--- Start of SELECTED EXCERPT ---

In its Decision, the Board denied Petitioner’s request for inter partes review of claims 1-6 of U.S. Patent No. 5,505,419. The ’419 patent relates to a hanger for suspending a light fixture.
The Board began by reviewing the proceedings in a prior ex parte reexamination concerning the challenged claims. The request for ex parte reexamination, which was filed on behalf of Petitioner, alleged that the challenged claims were unpatentable as obvious over the Gabrius ’339 patent and one or more of Kent, Kusner, Wenman, Hickey, and Chan. The USPTO conducted the ex parte reexamination and confirmed the patentability of the claims. “[I]n the Notice of Intent to Issue a Reexamination Certificate, the Examiner found that none of the prior art references taught an aperture in a stiffener rib to facilitate shortening an arm, and that there was no suggestion to place an aperture in a stiffener rib for facilitation of shortening the arm.”
In this proceeding, Petitioner alleges that the challenged claims are obvious over: (1) Budnick and Cassidy, (2) Budnick and Canham, (3) Budnick and Wenman, and (4) Budnick and Kusmer.

--- End of SELECTED EXCERPT ---

# WHAT IS EXPECTED:
Edit the stretch of the Board decision passage from "In its Decision, the" through "a light fixture.", replacing "hanger" with "bracket", and give the result. The items are not needed for the task on the Board decision passage.

--- Start of DATASET EXCERPTS ---

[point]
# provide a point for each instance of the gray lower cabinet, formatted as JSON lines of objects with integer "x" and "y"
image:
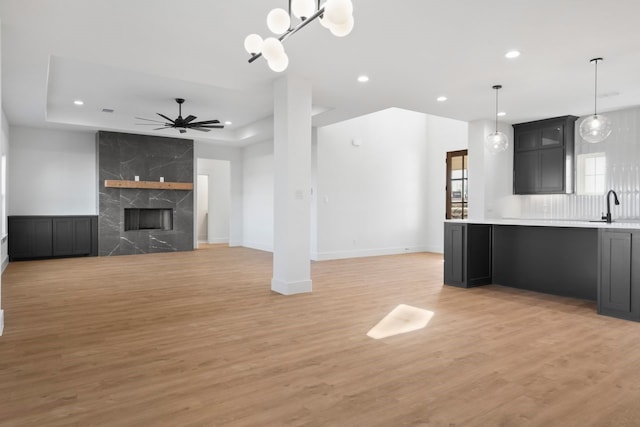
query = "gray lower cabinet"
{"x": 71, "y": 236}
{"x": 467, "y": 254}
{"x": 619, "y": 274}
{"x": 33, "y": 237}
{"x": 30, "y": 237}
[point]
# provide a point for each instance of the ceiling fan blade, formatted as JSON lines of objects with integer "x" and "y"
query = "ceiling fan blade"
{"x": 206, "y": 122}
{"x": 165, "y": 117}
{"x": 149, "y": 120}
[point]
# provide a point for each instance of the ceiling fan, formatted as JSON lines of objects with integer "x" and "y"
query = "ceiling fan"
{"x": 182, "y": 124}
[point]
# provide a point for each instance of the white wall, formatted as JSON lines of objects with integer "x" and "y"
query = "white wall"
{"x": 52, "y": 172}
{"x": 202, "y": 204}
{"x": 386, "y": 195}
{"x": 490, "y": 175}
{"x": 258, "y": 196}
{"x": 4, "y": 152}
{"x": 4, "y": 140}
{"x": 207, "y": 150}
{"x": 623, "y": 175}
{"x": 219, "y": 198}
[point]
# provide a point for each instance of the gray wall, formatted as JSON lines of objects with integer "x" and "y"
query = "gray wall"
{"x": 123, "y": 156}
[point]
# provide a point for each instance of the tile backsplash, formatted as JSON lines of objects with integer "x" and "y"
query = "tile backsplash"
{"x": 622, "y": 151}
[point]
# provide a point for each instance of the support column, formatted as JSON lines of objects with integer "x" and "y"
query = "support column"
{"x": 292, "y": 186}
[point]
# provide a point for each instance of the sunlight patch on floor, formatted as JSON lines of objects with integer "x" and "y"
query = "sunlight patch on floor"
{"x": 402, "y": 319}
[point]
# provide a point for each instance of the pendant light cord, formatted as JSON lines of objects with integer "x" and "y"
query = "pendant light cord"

--- End of DATASET EXCERPTS ---

# RESPONSE BELOW:
In its Decision, the Board denied Petitioner’s request for inter partes review of claims 1-6 of U.S. Patent No. 5,505,419. The ’419 patent relates to a bracket for suspending a light fixture.